WHAT THIS TASK INVOLVES => Please update the entries from the line containing "gray boulder with one point per instance." through the end of the entries by changing "gray boulder" to "granite rock" and leaving everything else unchanged. Return only those lines.

RECORDS FOR THIS TASK =>

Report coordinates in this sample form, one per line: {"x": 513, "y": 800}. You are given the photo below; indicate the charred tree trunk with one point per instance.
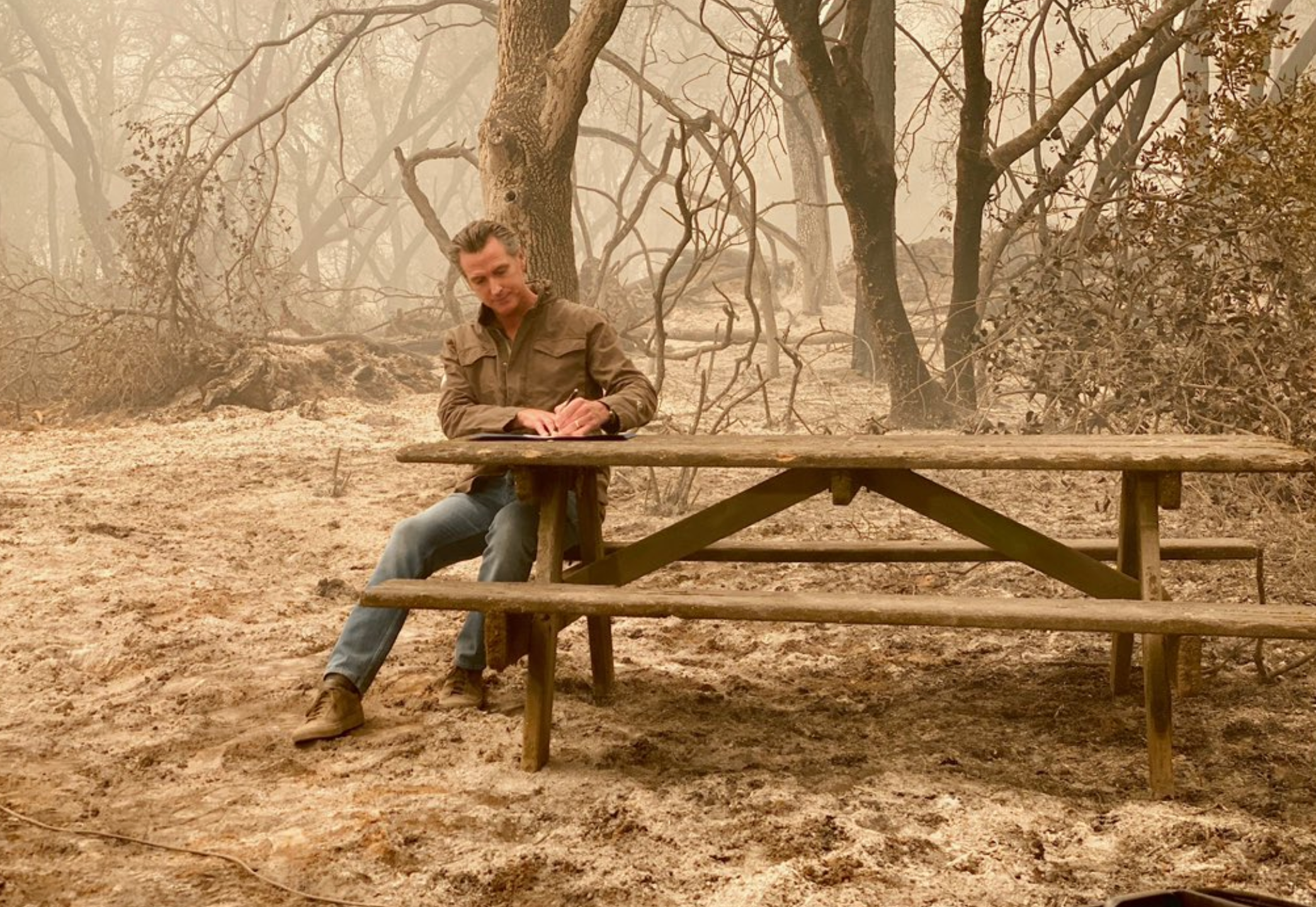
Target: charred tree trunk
{"x": 815, "y": 277}
{"x": 880, "y": 71}
{"x": 974, "y": 180}
{"x": 530, "y": 135}
{"x": 978, "y": 168}
{"x": 866, "y": 181}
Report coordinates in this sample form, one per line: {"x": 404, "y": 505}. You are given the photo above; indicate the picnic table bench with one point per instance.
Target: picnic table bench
{"x": 1127, "y": 599}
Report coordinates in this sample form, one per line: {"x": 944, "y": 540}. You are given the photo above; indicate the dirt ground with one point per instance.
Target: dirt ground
{"x": 170, "y": 588}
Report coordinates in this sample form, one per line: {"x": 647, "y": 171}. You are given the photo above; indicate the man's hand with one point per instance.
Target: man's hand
{"x": 542, "y": 421}
{"x": 581, "y": 416}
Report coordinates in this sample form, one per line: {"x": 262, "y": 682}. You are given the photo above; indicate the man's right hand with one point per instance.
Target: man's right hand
{"x": 542, "y": 421}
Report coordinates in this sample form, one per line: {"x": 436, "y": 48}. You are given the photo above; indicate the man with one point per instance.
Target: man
{"x": 531, "y": 362}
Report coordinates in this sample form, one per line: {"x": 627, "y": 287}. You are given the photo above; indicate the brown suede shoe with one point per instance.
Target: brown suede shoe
{"x": 334, "y": 712}
{"x": 462, "y": 689}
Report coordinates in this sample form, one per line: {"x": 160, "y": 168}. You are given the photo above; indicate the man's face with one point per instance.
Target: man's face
{"x": 498, "y": 278}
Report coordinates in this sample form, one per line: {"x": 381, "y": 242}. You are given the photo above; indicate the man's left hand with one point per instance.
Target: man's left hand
{"x": 581, "y": 416}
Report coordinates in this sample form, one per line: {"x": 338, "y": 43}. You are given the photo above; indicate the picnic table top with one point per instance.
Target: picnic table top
{"x": 1186, "y": 454}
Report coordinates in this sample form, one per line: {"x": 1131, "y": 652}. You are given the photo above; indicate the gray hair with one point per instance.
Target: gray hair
{"x": 475, "y": 236}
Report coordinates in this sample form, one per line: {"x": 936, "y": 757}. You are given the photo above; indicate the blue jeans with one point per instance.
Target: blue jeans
{"x": 489, "y": 520}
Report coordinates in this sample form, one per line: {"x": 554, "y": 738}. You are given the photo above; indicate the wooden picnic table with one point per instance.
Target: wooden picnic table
{"x": 893, "y": 465}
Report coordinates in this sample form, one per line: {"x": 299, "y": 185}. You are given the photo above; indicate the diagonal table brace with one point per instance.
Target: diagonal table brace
{"x": 1010, "y": 537}
{"x": 700, "y": 530}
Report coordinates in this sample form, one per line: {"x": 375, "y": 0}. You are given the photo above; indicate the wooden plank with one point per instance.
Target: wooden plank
{"x": 1002, "y": 533}
{"x": 941, "y": 550}
{"x": 1215, "y": 454}
{"x": 590, "y": 519}
{"x": 700, "y": 530}
{"x": 1068, "y": 615}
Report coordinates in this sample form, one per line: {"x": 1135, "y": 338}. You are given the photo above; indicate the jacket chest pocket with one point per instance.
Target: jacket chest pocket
{"x": 480, "y": 365}
{"x": 557, "y": 367}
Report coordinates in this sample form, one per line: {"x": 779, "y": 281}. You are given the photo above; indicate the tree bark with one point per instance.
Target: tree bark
{"x": 528, "y": 137}
{"x": 978, "y": 169}
{"x": 974, "y": 181}
{"x": 880, "y": 71}
{"x": 866, "y": 182}
{"x": 77, "y": 149}
{"x": 815, "y": 275}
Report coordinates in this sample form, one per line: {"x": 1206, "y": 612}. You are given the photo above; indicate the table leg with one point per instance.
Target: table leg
{"x": 1127, "y": 561}
{"x": 590, "y": 514}
{"x": 543, "y": 657}
{"x": 1157, "y": 651}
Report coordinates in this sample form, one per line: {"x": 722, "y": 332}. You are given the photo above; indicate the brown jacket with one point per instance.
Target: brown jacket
{"x": 560, "y": 348}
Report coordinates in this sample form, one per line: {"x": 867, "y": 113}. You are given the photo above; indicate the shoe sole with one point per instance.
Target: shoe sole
{"x": 310, "y": 738}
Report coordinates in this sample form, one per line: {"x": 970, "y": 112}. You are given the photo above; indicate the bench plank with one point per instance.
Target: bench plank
{"x": 949, "y": 550}
{"x": 1171, "y": 454}
{"x": 1077, "y": 615}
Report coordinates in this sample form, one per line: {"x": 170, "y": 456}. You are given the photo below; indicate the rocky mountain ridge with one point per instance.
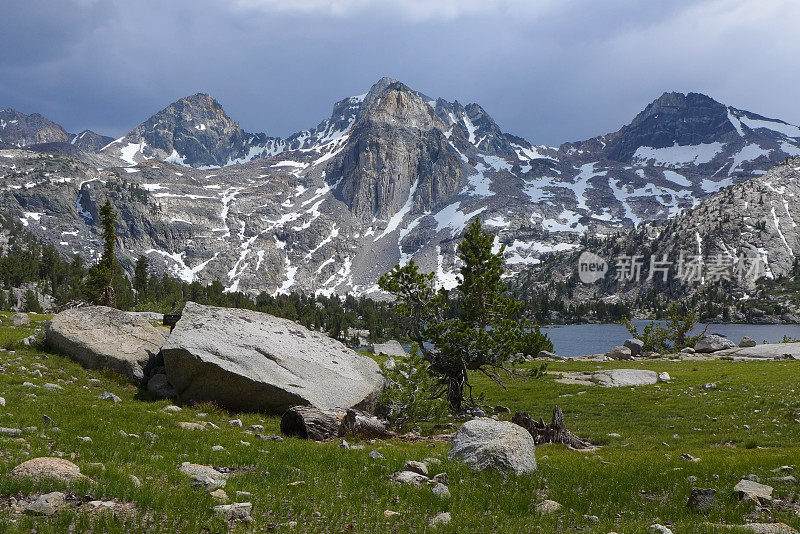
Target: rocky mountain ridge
{"x": 391, "y": 175}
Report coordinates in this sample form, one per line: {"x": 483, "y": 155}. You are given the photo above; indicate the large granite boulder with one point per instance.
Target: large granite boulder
{"x": 251, "y": 361}
{"x": 484, "y": 443}
{"x": 104, "y": 338}
{"x": 713, "y": 343}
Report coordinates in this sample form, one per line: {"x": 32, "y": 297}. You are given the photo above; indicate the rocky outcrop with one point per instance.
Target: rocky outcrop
{"x": 98, "y": 337}
{"x": 484, "y": 443}
{"x": 47, "y": 468}
{"x": 713, "y": 343}
{"x": 613, "y": 378}
{"x": 251, "y": 361}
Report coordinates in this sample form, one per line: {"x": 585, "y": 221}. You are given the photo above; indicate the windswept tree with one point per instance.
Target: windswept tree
{"x": 101, "y": 275}
{"x": 481, "y": 332}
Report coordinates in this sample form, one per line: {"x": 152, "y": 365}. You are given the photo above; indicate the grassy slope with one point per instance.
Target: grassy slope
{"x": 630, "y": 483}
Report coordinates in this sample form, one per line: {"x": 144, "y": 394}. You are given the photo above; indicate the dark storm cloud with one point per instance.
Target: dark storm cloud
{"x": 550, "y": 71}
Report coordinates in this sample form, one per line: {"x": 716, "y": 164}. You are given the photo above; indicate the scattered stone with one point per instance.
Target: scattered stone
{"x": 99, "y": 337}
{"x": 701, "y": 500}
{"x": 441, "y": 491}
{"x": 219, "y": 495}
{"x": 611, "y": 378}
{"x": 754, "y": 491}
{"x": 20, "y": 319}
{"x": 548, "y": 507}
{"x": 620, "y": 353}
{"x": 247, "y": 360}
{"x": 746, "y": 342}
{"x": 713, "y": 343}
{"x": 485, "y": 443}
{"x": 635, "y": 346}
{"x": 204, "y": 476}
{"x": 409, "y": 477}
{"x": 159, "y": 386}
{"x": 47, "y": 468}
{"x": 47, "y": 504}
{"x": 238, "y": 511}
{"x": 442, "y": 518}
{"x": 188, "y": 425}
{"x": 109, "y": 396}
{"x": 416, "y": 467}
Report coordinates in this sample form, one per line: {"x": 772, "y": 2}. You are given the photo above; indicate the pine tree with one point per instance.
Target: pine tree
{"x": 478, "y": 332}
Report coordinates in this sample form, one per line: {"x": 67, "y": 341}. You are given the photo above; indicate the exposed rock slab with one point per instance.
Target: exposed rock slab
{"x": 768, "y": 351}
{"x": 251, "y": 361}
{"x": 484, "y": 443}
{"x": 104, "y": 338}
{"x": 47, "y": 468}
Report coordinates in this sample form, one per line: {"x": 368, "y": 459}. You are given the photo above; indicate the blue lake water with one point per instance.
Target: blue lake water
{"x": 582, "y": 339}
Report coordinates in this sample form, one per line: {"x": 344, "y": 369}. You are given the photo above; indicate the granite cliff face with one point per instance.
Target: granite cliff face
{"x": 392, "y": 175}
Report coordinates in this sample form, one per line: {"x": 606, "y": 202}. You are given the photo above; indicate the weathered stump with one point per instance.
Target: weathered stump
{"x": 555, "y": 432}
{"x": 307, "y": 422}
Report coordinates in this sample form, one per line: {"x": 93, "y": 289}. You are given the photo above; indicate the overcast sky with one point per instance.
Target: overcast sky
{"x": 548, "y": 70}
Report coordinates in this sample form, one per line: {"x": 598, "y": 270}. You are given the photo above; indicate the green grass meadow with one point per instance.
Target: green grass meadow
{"x": 744, "y": 426}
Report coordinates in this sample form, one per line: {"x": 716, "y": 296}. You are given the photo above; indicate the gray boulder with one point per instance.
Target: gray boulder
{"x": 390, "y": 348}
{"x": 251, "y": 361}
{"x": 635, "y": 345}
{"x": 484, "y": 443}
{"x": 20, "y": 319}
{"x": 713, "y": 343}
{"x": 159, "y": 385}
{"x": 623, "y": 377}
{"x": 746, "y": 342}
{"x": 620, "y": 353}
{"x": 98, "y": 337}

IN RESPONSE =>
Report coordinates in this sample form, one per line: {"x": 716, "y": 296}. You are given the photo above; indicate the granite rock with one point per instance.
Target: granite rock
{"x": 390, "y": 348}
{"x": 251, "y": 361}
{"x": 635, "y": 345}
{"x": 484, "y": 443}
{"x": 20, "y": 319}
{"x": 713, "y": 343}
{"x": 159, "y": 385}
{"x": 623, "y": 377}
{"x": 746, "y": 342}
{"x": 620, "y": 353}
{"x": 98, "y": 337}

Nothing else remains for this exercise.